◆ **Exercise details**
Write every entry out again with no changes, and leave the images behind.

◆ **Source material**
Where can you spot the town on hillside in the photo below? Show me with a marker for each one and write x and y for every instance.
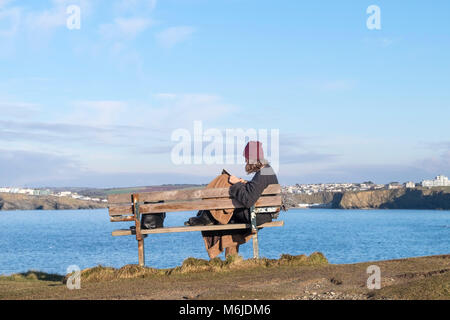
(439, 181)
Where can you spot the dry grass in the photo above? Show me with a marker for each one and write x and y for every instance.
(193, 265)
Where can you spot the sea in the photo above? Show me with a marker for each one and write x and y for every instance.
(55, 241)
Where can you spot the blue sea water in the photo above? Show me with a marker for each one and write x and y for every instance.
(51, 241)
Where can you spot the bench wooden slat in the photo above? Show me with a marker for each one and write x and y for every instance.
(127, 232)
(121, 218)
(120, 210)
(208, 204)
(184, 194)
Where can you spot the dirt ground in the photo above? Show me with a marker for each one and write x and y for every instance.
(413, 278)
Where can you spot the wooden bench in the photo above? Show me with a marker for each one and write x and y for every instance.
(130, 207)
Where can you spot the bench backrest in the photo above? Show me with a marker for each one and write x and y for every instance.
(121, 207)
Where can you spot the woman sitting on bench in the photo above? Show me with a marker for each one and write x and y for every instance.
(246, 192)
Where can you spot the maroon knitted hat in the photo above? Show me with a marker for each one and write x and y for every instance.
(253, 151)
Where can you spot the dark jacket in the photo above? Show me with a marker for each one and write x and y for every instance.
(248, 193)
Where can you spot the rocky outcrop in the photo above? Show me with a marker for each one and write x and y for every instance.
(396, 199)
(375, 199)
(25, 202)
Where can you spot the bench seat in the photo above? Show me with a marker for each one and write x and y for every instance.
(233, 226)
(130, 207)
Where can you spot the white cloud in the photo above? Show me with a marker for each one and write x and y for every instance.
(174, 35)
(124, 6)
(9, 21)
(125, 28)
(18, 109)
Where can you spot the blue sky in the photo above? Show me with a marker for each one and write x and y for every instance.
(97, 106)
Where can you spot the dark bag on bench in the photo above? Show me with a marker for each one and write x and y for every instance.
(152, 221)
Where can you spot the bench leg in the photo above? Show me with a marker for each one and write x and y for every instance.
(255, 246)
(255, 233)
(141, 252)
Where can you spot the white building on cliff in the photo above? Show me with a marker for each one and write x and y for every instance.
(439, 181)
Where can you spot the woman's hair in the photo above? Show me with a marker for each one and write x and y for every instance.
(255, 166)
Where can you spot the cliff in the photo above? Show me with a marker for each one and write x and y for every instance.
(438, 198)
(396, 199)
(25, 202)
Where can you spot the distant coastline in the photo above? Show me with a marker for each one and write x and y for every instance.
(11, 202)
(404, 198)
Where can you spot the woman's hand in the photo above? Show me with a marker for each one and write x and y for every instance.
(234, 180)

◆ **Task output**
Where can you spot the town on hillside in the photo below? Show me with a marker for each one and write x and y for every instance.
(439, 181)
Where can you spot the dry grass in the photo above? Show me with a marker for each one and write x and y for every instance.
(193, 265)
Where can you spot the sea in the photo above? Show me with a marker for each one and write x and y for every instance.
(55, 241)
Where can you spot the blue sea water in the photo above? Show me with a marker for each one and write x and y for every instance.
(51, 241)
Where can you spot the bench wooden slat in the photo above? Show me with a marker for each one and write x and y for every instance.
(127, 232)
(121, 218)
(120, 210)
(208, 204)
(184, 194)
Where can you spot the dirt ground in the photo above? Show me with a marker for each one and write x and y for every instance.
(413, 278)
Where can you spot the wooden bench in the photo above? Show me with a marker for each one and write x and y for every instance.
(130, 207)
Where can you spot the bench backrest in the photo above? Show me with a marker for each one and write x and y for every instance.
(121, 207)
Where can you spot the woman sitting on bench in the photo above? Show me with a marker for each one and write x and y for every instance.
(246, 192)
Where can you spot the maroon knitted hat in the photo above? Show me with a marker for each one and write x and y for every instance.
(253, 151)
Where can you spot the dark jacket in the photo above? Show me with a marker for each one and write x and y for every instance.
(248, 193)
Where can you spot the rocky outcrop in the photo above? Show me with a marker for each one and write x and y for every instance.
(396, 199)
(375, 199)
(25, 202)
Where can you spot the bench seat in the photo above? Show me with a marker for each one and write x and y for every instance.
(233, 226)
(130, 207)
Where can you spot the white cloud in the photo above? Show me with a marker for each one and write x and y for every instance.
(174, 35)
(124, 6)
(9, 21)
(125, 28)
(18, 109)
Where can you spot the blue sky in the photo above? Show me with a marker for each one and write x and y for every instance.
(97, 106)
Where can you spot the dark bag on bench in the photo above? Show me with a marker for each one and write x and y for every instance.
(152, 221)
Where can you spot the bench leg in the photo above? Show me with a marker for each one and write x and y for every instance.
(255, 246)
(255, 233)
(141, 252)
Where can you spot the white building on cliff in the photo above? Show me with a marker for each one and write x and y for every instance.
(439, 181)
Where can you spot the woman's hair in the photo above? Show me with a marker for each one and write x and y for every instance.
(255, 166)
Where can you spot the cliff in the photo above? Show me with a marker for each one and write x and y for every instance.
(438, 198)
(396, 199)
(25, 202)
Where can you spot the distant coastline in the photo above? Show me with a marker for each one and write x and y for every instance.
(11, 202)
(404, 198)
Where can you spot the woman's hand in the photo above? Show me with a marker for each one and write x and y for every instance.
(234, 180)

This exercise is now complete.